# Exercise requirements:
Find each line below that contains the string "dress", with case counting, and copy those lines out.

* START Task inputs *

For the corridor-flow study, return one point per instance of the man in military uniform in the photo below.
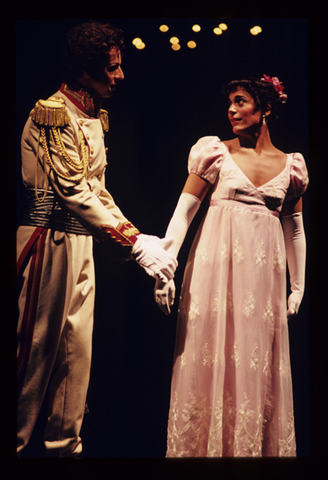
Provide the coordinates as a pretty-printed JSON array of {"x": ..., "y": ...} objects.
[{"x": 63, "y": 166}]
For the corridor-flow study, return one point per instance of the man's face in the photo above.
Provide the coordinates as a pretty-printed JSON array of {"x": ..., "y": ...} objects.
[{"x": 113, "y": 74}]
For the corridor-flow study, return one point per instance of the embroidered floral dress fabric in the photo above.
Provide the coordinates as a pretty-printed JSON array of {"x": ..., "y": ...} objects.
[{"x": 231, "y": 392}]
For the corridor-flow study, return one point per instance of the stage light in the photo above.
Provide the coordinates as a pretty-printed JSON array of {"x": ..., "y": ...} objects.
[
  {"x": 140, "y": 46},
  {"x": 174, "y": 40},
  {"x": 176, "y": 46},
  {"x": 217, "y": 31},
  {"x": 256, "y": 30},
  {"x": 192, "y": 44},
  {"x": 136, "y": 41}
]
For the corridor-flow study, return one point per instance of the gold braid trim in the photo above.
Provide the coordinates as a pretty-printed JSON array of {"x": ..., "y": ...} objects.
[
  {"x": 50, "y": 113},
  {"x": 81, "y": 167}
]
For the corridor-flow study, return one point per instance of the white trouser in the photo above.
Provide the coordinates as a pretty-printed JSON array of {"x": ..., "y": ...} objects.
[{"x": 55, "y": 322}]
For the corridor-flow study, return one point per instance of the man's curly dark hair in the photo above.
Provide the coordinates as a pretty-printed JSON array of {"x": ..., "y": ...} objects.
[{"x": 87, "y": 50}]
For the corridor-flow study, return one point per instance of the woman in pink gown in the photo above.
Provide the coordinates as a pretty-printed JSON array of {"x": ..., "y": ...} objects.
[{"x": 231, "y": 391}]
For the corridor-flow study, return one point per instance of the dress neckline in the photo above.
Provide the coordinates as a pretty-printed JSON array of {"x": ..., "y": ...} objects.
[{"x": 244, "y": 174}]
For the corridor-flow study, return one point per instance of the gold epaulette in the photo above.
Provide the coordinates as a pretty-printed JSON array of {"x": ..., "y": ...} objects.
[
  {"x": 50, "y": 113},
  {"x": 103, "y": 116}
]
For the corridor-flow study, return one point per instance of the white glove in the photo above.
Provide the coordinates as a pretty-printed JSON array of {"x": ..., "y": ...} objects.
[
  {"x": 186, "y": 209},
  {"x": 296, "y": 253},
  {"x": 151, "y": 254},
  {"x": 183, "y": 215},
  {"x": 164, "y": 294}
]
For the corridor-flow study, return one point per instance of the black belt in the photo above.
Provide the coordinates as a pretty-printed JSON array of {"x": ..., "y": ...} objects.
[{"x": 49, "y": 214}]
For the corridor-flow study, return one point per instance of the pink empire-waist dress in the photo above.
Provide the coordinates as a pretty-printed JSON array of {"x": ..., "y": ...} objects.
[{"x": 231, "y": 392}]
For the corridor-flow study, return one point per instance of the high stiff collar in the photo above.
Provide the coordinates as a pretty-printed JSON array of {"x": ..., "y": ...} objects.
[{"x": 81, "y": 99}]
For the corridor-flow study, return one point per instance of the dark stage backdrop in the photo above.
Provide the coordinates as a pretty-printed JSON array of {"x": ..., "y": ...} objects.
[{"x": 168, "y": 100}]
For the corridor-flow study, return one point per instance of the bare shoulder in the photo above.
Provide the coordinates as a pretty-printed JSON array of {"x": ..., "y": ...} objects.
[{"x": 232, "y": 145}]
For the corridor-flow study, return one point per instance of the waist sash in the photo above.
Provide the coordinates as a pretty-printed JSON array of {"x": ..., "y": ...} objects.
[
  {"x": 50, "y": 214},
  {"x": 248, "y": 206}
]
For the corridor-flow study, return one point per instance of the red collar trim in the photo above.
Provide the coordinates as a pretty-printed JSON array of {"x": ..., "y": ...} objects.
[{"x": 80, "y": 98}]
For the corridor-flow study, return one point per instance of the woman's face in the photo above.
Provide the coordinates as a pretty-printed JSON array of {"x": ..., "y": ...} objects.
[{"x": 243, "y": 114}]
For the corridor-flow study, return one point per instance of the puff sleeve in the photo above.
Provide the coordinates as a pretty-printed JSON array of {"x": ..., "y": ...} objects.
[
  {"x": 205, "y": 158},
  {"x": 299, "y": 178}
]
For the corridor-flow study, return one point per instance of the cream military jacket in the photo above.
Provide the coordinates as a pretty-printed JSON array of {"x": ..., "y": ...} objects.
[{"x": 83, "y": 194}]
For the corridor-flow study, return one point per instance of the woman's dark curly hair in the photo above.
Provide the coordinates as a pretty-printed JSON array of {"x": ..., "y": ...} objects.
[
  {"x": 262, "y": 92},
  {"x": 87, "y": 50}
]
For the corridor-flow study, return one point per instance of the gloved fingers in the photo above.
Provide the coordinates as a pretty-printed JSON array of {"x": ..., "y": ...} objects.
[
  {"x": 164, "y": 295},
  {"x": 293, "y": 305},
  {"x": 162, "y": 301},
  {"x": 166, "y": 242}
]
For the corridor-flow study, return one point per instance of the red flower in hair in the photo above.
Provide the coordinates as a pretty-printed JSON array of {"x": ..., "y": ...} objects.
[{"x": 277, "y": 85}]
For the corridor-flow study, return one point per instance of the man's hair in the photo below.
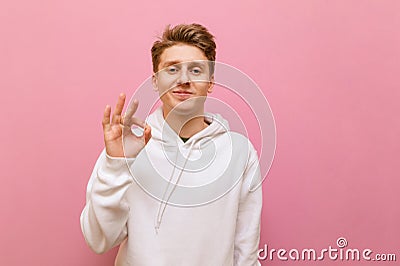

* END Task inputs *

# Task response:
For the corridor-flow study, return one point per instance of the embroidered floral dress fabric in the photo above.
For the corridor-flow study, return one point per instance of the dress neckline in the photo above.
For the corridor-flow study, return one point per instance of the pink empire-waist dress in the photo above.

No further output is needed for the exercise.